• _Work to be completed_: Quote every one of the following records word for word, keeping each line as it stands.

• _Exercise input_:
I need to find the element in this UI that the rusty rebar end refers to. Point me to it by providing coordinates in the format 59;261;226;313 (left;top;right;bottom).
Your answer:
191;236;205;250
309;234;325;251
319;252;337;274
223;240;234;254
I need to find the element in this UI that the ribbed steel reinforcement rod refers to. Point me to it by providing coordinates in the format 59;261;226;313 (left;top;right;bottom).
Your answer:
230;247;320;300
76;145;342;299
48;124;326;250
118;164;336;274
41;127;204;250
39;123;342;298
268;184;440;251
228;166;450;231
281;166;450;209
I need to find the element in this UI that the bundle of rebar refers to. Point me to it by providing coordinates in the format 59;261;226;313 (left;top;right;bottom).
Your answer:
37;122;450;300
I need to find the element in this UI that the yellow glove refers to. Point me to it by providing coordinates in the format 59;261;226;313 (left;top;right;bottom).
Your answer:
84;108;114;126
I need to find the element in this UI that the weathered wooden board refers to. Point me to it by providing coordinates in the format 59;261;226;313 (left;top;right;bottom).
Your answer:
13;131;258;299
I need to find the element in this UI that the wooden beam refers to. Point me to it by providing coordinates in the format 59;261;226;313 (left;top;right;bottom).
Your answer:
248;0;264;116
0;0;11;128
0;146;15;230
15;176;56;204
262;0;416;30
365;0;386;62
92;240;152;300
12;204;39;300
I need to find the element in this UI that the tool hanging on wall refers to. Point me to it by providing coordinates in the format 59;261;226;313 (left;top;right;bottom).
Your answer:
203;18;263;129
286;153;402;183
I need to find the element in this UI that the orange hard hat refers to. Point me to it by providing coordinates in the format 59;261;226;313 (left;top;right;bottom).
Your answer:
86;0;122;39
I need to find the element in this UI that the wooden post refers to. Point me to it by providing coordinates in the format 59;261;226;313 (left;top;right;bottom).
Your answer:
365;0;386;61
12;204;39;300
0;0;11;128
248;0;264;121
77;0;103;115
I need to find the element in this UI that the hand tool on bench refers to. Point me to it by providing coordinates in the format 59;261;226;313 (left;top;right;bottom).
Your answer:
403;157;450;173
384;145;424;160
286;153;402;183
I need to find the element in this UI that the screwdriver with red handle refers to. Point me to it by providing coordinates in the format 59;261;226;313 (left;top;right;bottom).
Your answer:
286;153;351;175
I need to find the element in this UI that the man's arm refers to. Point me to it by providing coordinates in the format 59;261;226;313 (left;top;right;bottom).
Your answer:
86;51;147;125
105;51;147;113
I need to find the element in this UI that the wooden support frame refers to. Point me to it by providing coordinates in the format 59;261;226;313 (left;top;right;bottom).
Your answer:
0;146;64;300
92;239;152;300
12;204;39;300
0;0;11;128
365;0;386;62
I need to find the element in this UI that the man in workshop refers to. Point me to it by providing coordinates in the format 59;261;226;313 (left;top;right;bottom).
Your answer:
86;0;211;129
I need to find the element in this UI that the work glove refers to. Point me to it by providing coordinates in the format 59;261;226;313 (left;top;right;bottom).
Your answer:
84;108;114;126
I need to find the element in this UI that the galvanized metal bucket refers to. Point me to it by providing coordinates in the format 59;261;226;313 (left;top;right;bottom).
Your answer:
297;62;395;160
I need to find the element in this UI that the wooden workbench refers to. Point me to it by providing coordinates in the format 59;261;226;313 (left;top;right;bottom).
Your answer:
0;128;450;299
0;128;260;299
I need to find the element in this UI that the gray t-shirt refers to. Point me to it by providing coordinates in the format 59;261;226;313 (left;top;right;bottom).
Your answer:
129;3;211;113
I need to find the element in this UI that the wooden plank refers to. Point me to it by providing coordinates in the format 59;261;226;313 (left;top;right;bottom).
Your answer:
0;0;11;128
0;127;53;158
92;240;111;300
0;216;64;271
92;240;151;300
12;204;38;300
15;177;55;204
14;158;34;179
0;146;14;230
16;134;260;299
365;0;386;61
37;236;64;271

• _Reply_:
I need to find the element in this UI that the rusty rebar end refers to. Point me to it by providing coordinates in the format 59;261;226;313 (left;top;right;bottom).
Your answer:
191;236;205;250
309;234;325;251
319;252;337;274
223;240;234;254
I need to find the element in this UI that the ribbed steel reinforcement rod refers to. Point me to it by providing coordinates in the format 59;261;226;313 (left;top;right;bottom).
Your answer:
230;247;320;300
76;145;342;299
48;124;326;250
118;164;336;274
41;127;204;250
39;123;342;298
268;184;440;251
228;166;450;231
281;166;450;209
I need to find the element in this UI that the bundle of rebar refers to. Point me to it by providing coordinates in the format 59;261;226;313 (left;top;right;bottom).
Your answer:
37;122;450;300
I need to find the element in this UI that the yellow glove refers to. Point me to it by providing coordinates in the format 59;261;226;313 (left;top;right;bottom).
Your answer:
84;108;114;126
I need to find the element in this UI that the weathered wooden board refers to. Point me to it by providing coordinates in the format 59;261;226;313 (left;top;right;bottom).
Your answer:
13;131;258;299
I need to find the element in this UI that the wooden beam refers to. Point me to it by providing coordinates in the format 59;261;226;313 (left;top;right;bottom).
Your answer:
248;0;264;116
0;0;11;128
0;146;15;230
15;176;56;204
262;0;416;30
365;0;386;62
92;240;152;300
12;204;39;300
I need to find the element in this UI that the tool hanging on wall refers to. Point me to it by providing coordinates in the format 59;261;226;313 (left;top;right;bottom).
Your answer:
203;18;263;129
286;153;402;183
I need to find the element in this UI that the orange hard hat refers to. Point me to it by providing coordinates in the format 59;261;226;313 (left;top;right;bottom).
Your answer:
86;0;122;39
I need to find the element in this UI that the wooden post refers to. Point me to it by providing coordinates in the format 59;261;226;313 (left;top;right;bottom).
Your answer:
365;0;386;61
12;204;39;300
0;0;11;128
248;0;264;121
77;0;103;115
I need to find the element in this UI that the hand tool on bench refers to. Point me to it by providing coordinates in the format 59;261;226;313 (left;top;right;bottom).
Your answer:
403;157;450;173
384;145;424;160
286;153;402;183
I need to find the element in this UI that the screwdriver with red handle refers to. Point me to it by providing coordinates in the format 59;261;226;313 (left;top;right;bottom).
Your answer:
286;153;351;175
I need to find the element in this UI that the man's arm refers to. Point me to it by providing coordinates in the format 59;261;226;313 (left;top;right;bottom).
Your answer:
86;51;147;125
105;51;147;113
I need to find the element in this UI that the wooden support frame refers to. Point me to it by providing coordinates in the format 59;261;226;313 (left;top;right;bottom).
Your answer:
0;146;64;300
92;239;152;300
12;204;39;300
0;0;11;128
365;0;386;62
I need to find the element in this UI that the man in workshop refers to. Point me to it by providing coordinates in the format 59;261;226;313 (left;top;right;bottom).
Your answer:
86;0;211;129
I need to find the element in this UI that the work glove refers to. Point me to it by providing coordinates in the format 59;261;226;313 (left;top;right;bottom).
Your answer:
84;108;114;126
I need to find the element in this UI that the galvanized metal bucket refers to. Point me to it by providing coordinates in the format 59;261;226;313 (left;top;right;bottom).
Your answer:
297;62;395;160
I need to find the element in this UI that the wooden workbench refers to. Point me to it by providing coordinates in the format 59;261;226;313 (left;top;right;bottom).
Your answer:
0;128;450;299
0;128;260;299
I need to find the element in this UI that the gray t-shirt refers to. Point me to it by providing coordinates in the format 59;261;226;313 (left;top;right;bottom).
Your answer:
129;3;211;113
I need to find the element in this UI that the wooden plank refers to. Point me to it by providing coordinates in the format 59;261;226;313 (left;top;right;bottom).
Your answer:
0;0;11;128
0;127;53;158
92;240;111;300
0;216;64;271
92;240;151;300
12;204;38;300
15;177;55;204
14;158;34;179
0;146;14;230
16;134;260;299
365;0;386;61
37;236;64;271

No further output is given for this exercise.